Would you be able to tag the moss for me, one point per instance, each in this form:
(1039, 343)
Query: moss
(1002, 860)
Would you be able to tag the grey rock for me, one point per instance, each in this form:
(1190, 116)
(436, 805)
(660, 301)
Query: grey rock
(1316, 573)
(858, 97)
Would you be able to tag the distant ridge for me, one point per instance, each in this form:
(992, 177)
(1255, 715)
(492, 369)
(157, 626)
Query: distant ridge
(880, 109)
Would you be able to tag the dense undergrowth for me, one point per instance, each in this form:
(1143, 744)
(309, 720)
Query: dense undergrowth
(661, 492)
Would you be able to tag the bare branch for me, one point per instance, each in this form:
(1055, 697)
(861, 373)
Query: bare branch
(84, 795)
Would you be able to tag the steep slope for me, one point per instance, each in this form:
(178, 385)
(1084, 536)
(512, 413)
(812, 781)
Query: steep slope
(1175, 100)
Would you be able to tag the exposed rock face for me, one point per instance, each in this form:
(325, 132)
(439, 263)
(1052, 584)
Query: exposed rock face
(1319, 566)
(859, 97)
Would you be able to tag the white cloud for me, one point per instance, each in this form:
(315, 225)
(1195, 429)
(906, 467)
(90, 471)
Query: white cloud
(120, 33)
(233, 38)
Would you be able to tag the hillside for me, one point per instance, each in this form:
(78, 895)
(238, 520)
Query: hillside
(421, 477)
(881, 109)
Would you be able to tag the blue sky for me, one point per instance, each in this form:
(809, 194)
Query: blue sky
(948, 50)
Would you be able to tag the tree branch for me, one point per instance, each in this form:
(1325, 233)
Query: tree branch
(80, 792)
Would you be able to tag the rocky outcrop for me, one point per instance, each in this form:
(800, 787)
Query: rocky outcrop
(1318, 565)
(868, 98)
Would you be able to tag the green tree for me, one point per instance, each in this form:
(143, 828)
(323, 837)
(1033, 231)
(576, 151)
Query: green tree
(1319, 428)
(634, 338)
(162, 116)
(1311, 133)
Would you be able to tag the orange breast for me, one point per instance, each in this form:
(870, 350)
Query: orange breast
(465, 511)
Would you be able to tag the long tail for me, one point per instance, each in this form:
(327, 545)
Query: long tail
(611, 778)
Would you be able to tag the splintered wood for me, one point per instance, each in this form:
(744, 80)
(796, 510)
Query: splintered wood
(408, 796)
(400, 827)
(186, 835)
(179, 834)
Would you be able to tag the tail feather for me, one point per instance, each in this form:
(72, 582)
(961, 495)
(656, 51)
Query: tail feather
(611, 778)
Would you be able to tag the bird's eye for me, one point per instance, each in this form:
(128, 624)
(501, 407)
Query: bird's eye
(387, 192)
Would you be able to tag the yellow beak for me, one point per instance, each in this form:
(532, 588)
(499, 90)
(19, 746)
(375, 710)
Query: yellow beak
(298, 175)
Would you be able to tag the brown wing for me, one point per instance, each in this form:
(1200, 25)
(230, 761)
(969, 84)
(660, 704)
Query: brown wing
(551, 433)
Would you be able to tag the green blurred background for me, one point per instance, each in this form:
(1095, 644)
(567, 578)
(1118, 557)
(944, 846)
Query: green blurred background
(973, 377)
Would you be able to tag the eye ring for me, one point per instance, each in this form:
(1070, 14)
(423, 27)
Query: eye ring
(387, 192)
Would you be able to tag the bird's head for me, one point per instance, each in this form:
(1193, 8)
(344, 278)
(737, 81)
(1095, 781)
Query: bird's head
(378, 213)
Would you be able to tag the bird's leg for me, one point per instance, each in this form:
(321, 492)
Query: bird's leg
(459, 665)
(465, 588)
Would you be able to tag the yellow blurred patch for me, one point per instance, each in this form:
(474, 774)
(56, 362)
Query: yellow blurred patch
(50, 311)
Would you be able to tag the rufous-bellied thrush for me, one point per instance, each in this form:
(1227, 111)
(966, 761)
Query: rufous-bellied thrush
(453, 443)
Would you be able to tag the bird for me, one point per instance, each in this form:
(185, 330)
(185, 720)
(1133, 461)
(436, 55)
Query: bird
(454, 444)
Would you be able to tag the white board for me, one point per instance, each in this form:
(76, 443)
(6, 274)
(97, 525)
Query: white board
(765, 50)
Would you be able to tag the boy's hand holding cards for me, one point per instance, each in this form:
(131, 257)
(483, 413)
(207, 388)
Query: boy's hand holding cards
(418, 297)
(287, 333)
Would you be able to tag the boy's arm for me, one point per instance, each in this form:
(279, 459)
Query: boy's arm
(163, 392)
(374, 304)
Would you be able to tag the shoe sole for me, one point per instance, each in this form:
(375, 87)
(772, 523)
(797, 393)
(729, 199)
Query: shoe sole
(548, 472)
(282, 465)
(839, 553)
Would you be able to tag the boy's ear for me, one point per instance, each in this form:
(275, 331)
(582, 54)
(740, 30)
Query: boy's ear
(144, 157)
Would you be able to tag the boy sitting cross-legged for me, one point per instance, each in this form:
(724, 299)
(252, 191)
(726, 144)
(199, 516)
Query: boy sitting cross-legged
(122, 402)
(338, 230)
* * *
> _What the task asks_
Copy all of the data above line for line, without changing a single character.

> _Correct answer_
Would you be able to tag the moss for me, one point per instance, each in this form:
(1039, 343)
Query: moss
(1002, 860)
Would you be able to tag the grey rock for me, one point per instance, each in this form:
(1190, 116)
(436, 805)
(660, 301)
Query: grey rock
(1316, 573)
(858, 97)
Would you be able to tag the distant ridge for me, one point per instance, each in this form:
(992, 177)
(1255, 715)
(492, 369)
(157, 626)
Query: distant ridge
(880, 109)
Would you be able to tag the dense undergrowth for me, one point per instance, each in this form:
(1143, 744)
(309, 720)
Query: dense undergrowth
(661, 492)
Would you be able to tag the bare branch for me, one point per instance, each in this form:
(1055, 697)
(861, 373)
Query: bare branch
(84, 795)
Would you be able to tag the steep slope for me, one point per instance, each in this form:
(178, 385)
(1084, 536)
(512, 413)
(812, 781)
Query: steep slope
(1175, 100)
Would you be able to tag the exposed rock face for me, one point per instance, each in this form:
(325, 132)
(439, 263)
(1052, 584)
Query: exposed rock face
(1319, 566)
(859, 97)
Would you be able to tag the white cloud for me, one point per instance, each in this form:
(315, 225)
(1195, 429)
(906, 467)
(90, 471)
Query: white cloud
(120, 33)
(233, 38)
Would you be able to tag the hillside for me, one point per instance, each in this form:
(78, 895)
(238, 520)
Query: hillside
(421, 477)
(881, 109)
Would you be able to tag the blue sky for me, one point per instance, each in this form:
(809, 194)
Query: blue sky
(948, 50)
Would you be able to tag the tree branch for me, one point per instance, each in this form:
(1325, 233)
Query: tree branch
(80, 792)
Would you be able to tag the rocky outcrop for me, one point per instance, each in this form:
(800, 787)
Query: rocky outcrop
(1318, 565)
(868, 98)
Would you be able to tag the green tree for me, one point per instance, each in this form:
(143, 828)
(323, 837)
(1033, 231)
(576, 151)
Query: green tree
(1319, 428)
(634, 338)
(162, 116)
(1311, 133)
Would you be able to tag the orange breast for me, one point per instance, each in this form:
(870, 350)
Query: orange breast
(465, 511)
Would you be able to tag the long tail for me, one point per instance, each in this form:
(327, 545)
Query: long tail
(611, 778)
Would you be able to tag the splintered wood for me, one point per instance, each in this form:
(744, 80)
(796, 510)
Query: splintered wood
(408, 796)
(400, 827)
(186, 835)
(179, 834)
Would you be able to tag the tail feather for me, one point per instance, each in this form:
(72, 582)
(961, 495)
(656, 51)
Query: tail feather
(611, 778)
Would you be able to tag the bird's eye for me, one point per instance, each in this form:
(128, 624)
(501, 407)
Query: bird's eye
(387, 192)
Would you be able to tag the yellow beak for me, one point per instance, each in this form:
(532, 588)
(499, 90)
(19, 746)
(375, 710)
Query: yellow beak
(298, 175)
Would you be able to tag the brown wing for me, one point per instance, each in this form:
(1200, 25)
(230, 761)
(969, 84)
(660, 704)
Query: brown wing
(551, 433)
Would you be able to tag the green blurred background for me, one point per instance, each in this form:
(1095, 644)
(567, 578)
(1118, 557)
(944, 846)
Query: green blurred background
(973, 377)
Would you be able to tag the eye ring for me, one point per instance, each in this form:
(1070, 14)
(423, 27)
Query: eye ring
(387, 192)
Would you be able to tag the bird's head for me, one point per instance, each in this form:
(1193, 8)
(344, 278)
(737, 81)
(1095, 781)
Query: bird's head
(378, 213)
Would you be able to tag the bird's leg for me, one point per instance, each in this form:
(321, 492)
Query: bird's leg
(459, 665)
(465, 588)
Would you be able to tag the yellow blurred patch for me, one point per instance, each in this form:
(474, 774)
(56, 362)
Query: yellow blurred patch
(50, 311)
Would you be able to tag the rufous-bellied thrush for me, one point per instance, each in this form:
(1227, 111)
(966, 761)
Query: rufous-bellied thrush
(453, 443)
Would you be able to tag the bird for me, one point per instance, each in this form:
(185, 330)
(185, 720)
(1133, 461)
(436, 55)
Query: bird
(454, 444)
Would you be able to tag the white board for me, one point per instance, each in this form:
(76, 443)
(6, 274)
(97, 525)
Query: white board
(765, 50)
Would you be able to tag the boy's hand holding cards for me, one point per instance, each in this form:
(131, 257)
(483, 413)
(207, 388)
Query: boy's hand holding cards
(418, 297)
(287, 333)
Would you be able to tag the boy's arm for me, one point per instance, each in this form:
(279, 459)
Query: boy's arm
(163, 392)
(374, 304)
Would you be able to tag the shoe sole for me, one point per instance, each in this form:
(375, 87)
(772, 523)
(797, 393)
(729, 199)
Query: shoe sole
(548, 472)
(282, 465)
(839, 553)
Would you be able to tag the boy's ear for me, one point per instance, each in this form:
(275, 331)
(582, 54)
(740, 30)
Query: boy's ear
(144, 157)
Would you be able to tag the boy sitting cross-legged for me, one point per instance, each in this form:
(724, 299)
(252, 191)
(726, 144)
(199, 516)
Query: boy sitting cross-legged
(122, 402)
(338, 230)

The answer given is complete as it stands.